## PAGE EXTRACT
Pros and cons of going online

The stigma around addiction and addicts not only creates fear, guilt and shame among AA and NA members, but also creates obstacles in the path of finding suitable and inclusive spaces for conducting the fellowship sessions.Most of the sessions take place in educational and religious institutions. The limited availability of venues thus becomes a major problem.

“It’s a disease so powerful that I cannot give it up without support or hand-holding. A fellowship is the need of the hour”

Member of an Alcoholics Anonymous Fellowship, speaking during the COVID-19 lockdown

Another major challenge of meeting in person manifests itself when members lose control over their actions during the meetings. “On occasions, we have had new, or even old, members going back to using drugs or alcohol, in what we term a relapse. In such cases, members sometimes turn aggressive even when the meeting is on, and we have lost a few meeting venues due to such incidents, ” says Abhinandan*, a member, who has been sober for about 24 years now. There are no such concerns when the meetings are virtual, he points out but at the same time says, “Though Zoom calls keep the fellowship active, nothing can replace the bond that is created when we meet in person.”

## EXERCISE AIM
Please continue the passage on AA and NA meetings going online, picking up after its final sentence.

## LISTED RECORDS

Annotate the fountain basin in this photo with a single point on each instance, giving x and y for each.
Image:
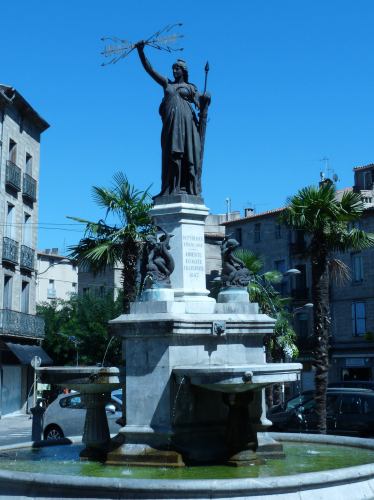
(241, 378)
(85, 379)
(348, 482)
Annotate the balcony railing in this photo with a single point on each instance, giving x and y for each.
(27, 258)
(13, 175)
(300, 293)
(298, 247)
(21, 324)
(51, 293)
(10, 250)
(29, 187)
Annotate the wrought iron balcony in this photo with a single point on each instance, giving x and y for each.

## OUTPUT BELOW
The need for support and awareness

The extraordinary circumstances created by the coronavirus disease has created a lot of stress and had a deep impact on the mental health of citizens. Job losses, anxiety about self or family and social isolation are rampant. Under such conditions, there is a huge possibility of people either relapsing or even getting into the habit of alcohol consumption and drug addiction. 

“Initially, the closure of liquor shops in containment zones and non-availability of drugs due to transportation issues could have deterred citizens but the emotional imbalance created by circumstances are likely to push people towards mood-altering substances, especially now when availability is not an issue any longer,” says Kumaran* a member of an AA group. This problem calls for immediate action.

Many addicts in the country have recovered just by regularly attending these fellowships. However, unlike other countries, awareness about these groups is rare in Indian cities. Considering the current crisis, it is the need of the hour to take a few measures to help the community. 

For example, the police and courts can direct the offenders of ‘drink-and-drive’ cases to attend AA meetings to learn how intoxicants and narcotics affect an individual’s life and how to free oneself from such habits. “While such directions by courts are frequently seen in western countries, it seldom happens in India,” said Kumaran. 

The fellowships are independent in nature.  They do not collaborate with, nor are they funded by, government bodies or corporates.  However, any support from the government in creating awareness will contribute to the successful functioning of the fellowship. For instance, after the symbolic participation of Delhi Chief Minister Arvind Kejriwal in a NA fellowship meeting, many more people became aware of the existence of such a platform.  

Members also feel that

  • Helpline numbers should be made available in all police stations and other public institutions. 
  • A National-level helpline for NA Fellowship should be created.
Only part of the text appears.